▸ **Given instruction**: Copy the records below unchanged, except replace every "Draw the outline" with "Trace the boundary".

┄┄┄┄┄┄

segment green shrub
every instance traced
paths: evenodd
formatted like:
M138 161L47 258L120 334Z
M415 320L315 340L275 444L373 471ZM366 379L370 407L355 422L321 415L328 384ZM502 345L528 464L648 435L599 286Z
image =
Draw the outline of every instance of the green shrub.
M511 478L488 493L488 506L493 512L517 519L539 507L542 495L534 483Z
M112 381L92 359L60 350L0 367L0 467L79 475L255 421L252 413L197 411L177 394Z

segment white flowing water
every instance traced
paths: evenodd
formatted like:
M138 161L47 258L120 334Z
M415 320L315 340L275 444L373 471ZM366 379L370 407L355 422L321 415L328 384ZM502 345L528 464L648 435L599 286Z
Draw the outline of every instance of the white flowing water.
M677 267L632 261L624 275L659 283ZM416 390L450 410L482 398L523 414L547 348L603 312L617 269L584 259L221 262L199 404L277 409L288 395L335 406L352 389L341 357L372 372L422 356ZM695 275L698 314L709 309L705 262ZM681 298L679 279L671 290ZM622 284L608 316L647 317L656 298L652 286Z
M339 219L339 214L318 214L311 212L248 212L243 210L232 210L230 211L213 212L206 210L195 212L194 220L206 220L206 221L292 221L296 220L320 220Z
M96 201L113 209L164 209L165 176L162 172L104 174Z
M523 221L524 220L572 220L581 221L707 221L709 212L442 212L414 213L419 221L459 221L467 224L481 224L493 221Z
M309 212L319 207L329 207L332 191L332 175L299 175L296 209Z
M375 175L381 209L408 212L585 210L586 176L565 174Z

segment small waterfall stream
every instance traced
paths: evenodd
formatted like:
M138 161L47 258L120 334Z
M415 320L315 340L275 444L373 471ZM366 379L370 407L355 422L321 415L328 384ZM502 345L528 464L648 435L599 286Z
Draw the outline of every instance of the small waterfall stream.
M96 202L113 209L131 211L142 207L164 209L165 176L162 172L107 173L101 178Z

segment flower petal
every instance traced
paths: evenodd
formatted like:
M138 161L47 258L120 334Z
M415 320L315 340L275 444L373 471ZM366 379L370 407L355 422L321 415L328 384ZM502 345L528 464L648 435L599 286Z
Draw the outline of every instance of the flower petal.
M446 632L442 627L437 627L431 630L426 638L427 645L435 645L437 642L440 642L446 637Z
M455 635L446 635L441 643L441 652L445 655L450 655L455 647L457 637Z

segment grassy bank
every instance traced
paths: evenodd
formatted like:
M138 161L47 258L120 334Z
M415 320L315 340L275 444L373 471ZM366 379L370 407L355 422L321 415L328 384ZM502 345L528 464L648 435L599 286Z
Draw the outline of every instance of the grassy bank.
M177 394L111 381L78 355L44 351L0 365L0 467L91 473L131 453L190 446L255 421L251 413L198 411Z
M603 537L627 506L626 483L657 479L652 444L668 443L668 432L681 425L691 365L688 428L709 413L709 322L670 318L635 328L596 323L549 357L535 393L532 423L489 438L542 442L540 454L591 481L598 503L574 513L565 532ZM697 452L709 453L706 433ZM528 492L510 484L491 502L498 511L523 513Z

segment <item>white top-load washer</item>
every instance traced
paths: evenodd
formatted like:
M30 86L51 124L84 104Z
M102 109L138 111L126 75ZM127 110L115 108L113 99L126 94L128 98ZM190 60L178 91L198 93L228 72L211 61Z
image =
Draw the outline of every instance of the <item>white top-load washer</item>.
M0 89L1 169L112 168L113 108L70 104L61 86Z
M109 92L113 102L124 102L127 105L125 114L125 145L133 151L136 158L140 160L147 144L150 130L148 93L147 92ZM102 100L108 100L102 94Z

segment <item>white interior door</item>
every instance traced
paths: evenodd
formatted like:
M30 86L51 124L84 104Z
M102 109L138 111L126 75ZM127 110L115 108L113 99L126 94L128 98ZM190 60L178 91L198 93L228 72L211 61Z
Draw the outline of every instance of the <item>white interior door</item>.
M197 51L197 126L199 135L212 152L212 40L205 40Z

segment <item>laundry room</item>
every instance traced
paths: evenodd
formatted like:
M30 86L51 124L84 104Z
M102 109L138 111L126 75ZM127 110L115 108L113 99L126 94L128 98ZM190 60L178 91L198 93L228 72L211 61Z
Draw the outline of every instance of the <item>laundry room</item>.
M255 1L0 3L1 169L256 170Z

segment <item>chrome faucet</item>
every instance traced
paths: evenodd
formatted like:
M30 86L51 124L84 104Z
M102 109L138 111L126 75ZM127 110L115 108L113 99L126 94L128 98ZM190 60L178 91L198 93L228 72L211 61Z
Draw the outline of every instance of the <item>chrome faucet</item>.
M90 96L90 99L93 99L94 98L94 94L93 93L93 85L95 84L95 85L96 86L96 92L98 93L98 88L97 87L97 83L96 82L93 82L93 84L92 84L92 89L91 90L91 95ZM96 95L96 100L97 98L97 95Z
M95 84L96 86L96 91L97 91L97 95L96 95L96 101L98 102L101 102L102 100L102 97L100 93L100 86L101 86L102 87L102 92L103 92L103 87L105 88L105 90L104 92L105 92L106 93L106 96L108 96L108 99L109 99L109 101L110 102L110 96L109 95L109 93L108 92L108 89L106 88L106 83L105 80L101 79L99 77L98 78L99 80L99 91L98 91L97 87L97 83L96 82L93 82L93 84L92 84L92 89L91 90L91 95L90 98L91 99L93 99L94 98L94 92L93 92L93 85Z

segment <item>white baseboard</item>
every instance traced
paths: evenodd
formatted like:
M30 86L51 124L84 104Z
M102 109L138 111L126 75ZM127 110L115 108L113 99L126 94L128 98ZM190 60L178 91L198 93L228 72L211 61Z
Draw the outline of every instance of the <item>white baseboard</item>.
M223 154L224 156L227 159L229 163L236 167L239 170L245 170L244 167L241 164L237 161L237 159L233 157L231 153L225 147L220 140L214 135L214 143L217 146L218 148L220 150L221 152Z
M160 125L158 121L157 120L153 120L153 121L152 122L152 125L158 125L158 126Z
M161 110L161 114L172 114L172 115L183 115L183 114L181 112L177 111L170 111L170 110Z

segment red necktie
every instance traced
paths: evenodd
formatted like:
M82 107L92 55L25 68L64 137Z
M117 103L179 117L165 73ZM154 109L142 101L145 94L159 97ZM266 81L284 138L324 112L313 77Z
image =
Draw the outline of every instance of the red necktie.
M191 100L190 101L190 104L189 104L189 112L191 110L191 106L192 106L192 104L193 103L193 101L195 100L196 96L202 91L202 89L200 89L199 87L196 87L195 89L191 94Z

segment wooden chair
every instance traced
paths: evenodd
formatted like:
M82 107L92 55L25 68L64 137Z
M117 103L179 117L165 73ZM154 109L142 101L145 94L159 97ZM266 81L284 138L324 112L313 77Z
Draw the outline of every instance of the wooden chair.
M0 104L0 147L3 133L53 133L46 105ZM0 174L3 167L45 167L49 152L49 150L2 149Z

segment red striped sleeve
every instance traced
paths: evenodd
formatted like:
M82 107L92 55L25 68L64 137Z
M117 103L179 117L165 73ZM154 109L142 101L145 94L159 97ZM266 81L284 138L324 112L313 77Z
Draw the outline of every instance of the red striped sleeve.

┄┄┄┄┄┄

▸ **Output**:
segment green shrub
every instance traced
paths: evenodd
formatted like:
M138 161L47 258L120 334Z
M415 320L315 340L275 444L373 471ZM366 379L370 407L355 422L321 415L328 384ZM502 345L528 464L648 435L599 286Z
image =
Trace the boundary of every instance of the green shrub.
M511 478L488 493L488 506L493 512L517 519L539 507L542 495L534 483Z
M112 381L92 359L60 350L0 367L0 467L79 475L255 421L252 413L197 411L177 394Z

segment white flowing water
every instance traced
paths: evenodd
formatted like:
M138 161L47 258L120 334Z
M415 320L315 340L275 444L373 471ZM366 379L370 407L355 422L321 415L328 384ZM502 345L528 464L648 435L599 286Z
Trace the boundary of every instance of the white flowing water.
M677 267L632 261L624 275L659 283ZM416 390L450 410L482 398L523 414L547 348L603 312L617 269L584 259L221 262L199 404L277 409L288 395L335 406L352 389L341 357L372 372L422 356ZM695 275L698 314L709 309L705 262ZM681 298L679 279L671 290ZM622 284L608 316L647 317L656 298L652 286Z
M339 219L339 214L318 214L311 212L248 212L243 210L232 210L230 211L213 212L206 210L195 212L194 220L206 220L206 221L292 221L296 220L320 220Z
M96 201L113 209L164 209L165 176L162 172L104 174Z
M523 221L524 220L572 220L581 221L707 221L709 212L442 212L414 213L419 221L459 221L467 224L481 224L493 221Z
M309 212L319 207L329 207L332 191L332 175L299 175L296 209Z
M375 175L381 209L408 212L585 210L586 176L565 174Z

segment small waterfall stream
every instance traced
paths: evenodd
formatted like:
M138 161L47 258L120 334Z
M415 320L315 340L275 444L373 471ZM366 379L370 407L355 422L321 415L328 384ZM502 345L528 464L648 435L599 286Z
Trace the boundary of every instance of the small waterfall stream.
M96 202L113 209L131 211L142 207L164 209L165 176L162 172L107 173L101 178Z

segment flower petal
every instance traced
paths: evenodd
formatted like:
M138 161L47 258L120 334Z
M415 320L315 340L275 444L373 471ZM366 379L370 407L355 422L321 415L328 384ZM502 345L528 464L648 435L599 286Z
Trace the boundary of every instance of the flower petal.
M446 632L442 627L437 627L431 630L426 638L427 645L435 645L437 642L440 642L446 637Z
M455 635L446 635L441 643L441 652L445 655L450 655L455 647L457 637Z

segment grassy bank
every instance traced
paths: evenodd
formatted like:
M138 161L47 258L120 334Z
M415 320L315 340L275 444L373 471ZM366 379L370 407L355 422L321 415L328 384ZM502 345L528 464L648 435L599 286Z
Trace the boundary of every instance of the grassy bank.
M177 394L111 381L78 355L44 351L0 365L0 467L91 473L131 453L190 446L255 421L251 413L198 411Z
M603 537L627 506L626 483L657 479L652 444L668 443L668 432L681 425L691 365L688 428L709 413L709 322L670 318L635 328L596 323L549 357L535 393L532 423L489 438L542 442L540 454L591 481L598 503L574 513L565 532ZM697 452L709 453L706 433ZM528 492L510 484L491 502L498 511L523 513Z

segment <item>white top-load washer</item>
every instance traced
paths: evenodd
formatted like:
M30 86L51 124L84 104Z
M102 109L138 111L126 75ZM127 110L115 108L113 99L126 94L128 98ZM190 60L178 91L198 93L228 72L211 61Z
image =
Trace the boundary of every instance of the <item>white top-load washer</item>.
M0 89L1 169L112 168L113 108L70 104L61 86Z
M109 92L113 102L124 102L127 105L125 114L125 145L133 151L136 158L140 160L147 144L150 130L148 93L147 92ZM102 100L108 100L102 94Z

segment <item>white interior door</item>
every instance traced
paths: evenodd
formatted like:
M30 86L51 124L84 104Z
M102 109L138 111L126 75ZM127 110L115 108L113 99L126 94L128 98ZM190 60L178 91L198 93L228 72L211 61Z
Trace the boundary of every instance of the <item>white interior door</item>.
M197 51L197 126L199 135L212 152L212 40L205 40Z

segment <item>laundry room</item>
every instance traced
paths: evenodd
formatted like:
M30 86L51 124L84 104Z
M102 109L138 111L126 75ZM127 110L115 108L113 99L126 94L128 98ZM190 60L178 91L198 93L228 72L211 61Z
Trace the boundary of every instance of the <item>laundry room</item>.
M255 1L0 3L1 169L256 170Z

segment <item>chrome faucet</item>
every instance traced
paths: evenodd
formatted like:
M30 86L51 124L84 104Z
M102 109L138 111L126 75ZM127 110L115 108L113 99L126 94L128 98ZM190 60L178 91L198 93L228 72L211 61Z
Trace the boundary of every instance of the <item>chrome faucet</item>.
M90 96L90 99L93 99L94 98L94 94L93 93L93 85L95 84L95 85L96 86L96 92L98 93L98 88L97 87L97 83L96 82L93 82L93 84L92 84L92 89L91 90L91 95ZM96 95L96 100L97 98L97 95Z
M95 84L96 86L96 91L97 91L97 95L96 95L96 101L98 102L101 102L102 100L102 97L100 93L100 86L101 86L102 87L102 92L103 92L103 87L105 88L105 90L104 92L105 92L106 93L106 96L108 96L108 99L109 99L109 101L110 102L110 96L109 95L109 93L108 92L108 89L106 88L106 83L105 80L101 79L99 77L98 78L99 80L99 91L98 91L97 87L97 83L96 82L93 82L93 84L92 84L92 89L91 90L91 95L90 98L91 99L93 99L94 98L94 92L93 92L93 85Z

segment <item>white baseboard</item>
every instance traced
paths: evenodd
formatted like:
M30 86L51 124L84 104Z
M102 109L138 111L126 75ZM127 110L115 108L113 99L126 94L128 98ZM190 60L178 91L198 93L228 72L211 61Z
Trace the boundary of every instance of the <item>white baseboard</item>.
M223 154L224 156L227 159L229 163L236 167L239 170L245 170L244 167L241 164L237 161L237 159L233 157L231 153L225 147L220 140L214 135L214 143L217 146L218 148L220 150L221 152Z
M160 125L158 121L157 120L153 120L153 121L152 122L152 125L158 125L158 126Z
M161 110L161 114L172 114L172 115L183 115L183 114L181 112L177 111L170 111L170 110Z

segment red necktie
every instance traced
paths: evenodd
formatted like:
M82 107L92 55L25 68L64 137Z
M117 103L179 117L165 73ZM154 109L142 101L145 94L159 97ZM266 81L284 138L324 112L313 77Z
image =
Trace the boundary of every instance of the red necktie.
M191 100L190 101L190 104L189 104L189 112L191 110L191 106L192 106L192 104L193 103L193 101L195 100L196 96L202 91L202 89L200 89L199 87L196 87L195 89L191 94Z

segment wooden chair
every instance traced
paths: evenodd
formatted like:
M82 107L92 55L25 68L64 137Z
M117 103L179 117L165 73ZM154 109L142 101L145 94L159 97ZM266 81L284 138L324 112L313 77Z
Trace the boundary of every instance of the wooden chair.
M0 104L0 147L3 133L53 133L46 105ZM0 174L3 167L45 167L49 152L49 150L2 149Z

segment red striped sleeve
every instance traced
paths: evenodd
formatted like:
M82 107L92 55L25 68L64 137Z
M117 103L179 117L165 73ZM154 109L142 101L145 94L159 97ZM266 81L284 138L324 112L313 77Z
Trace the boundary of every instance of the red striped sleeve.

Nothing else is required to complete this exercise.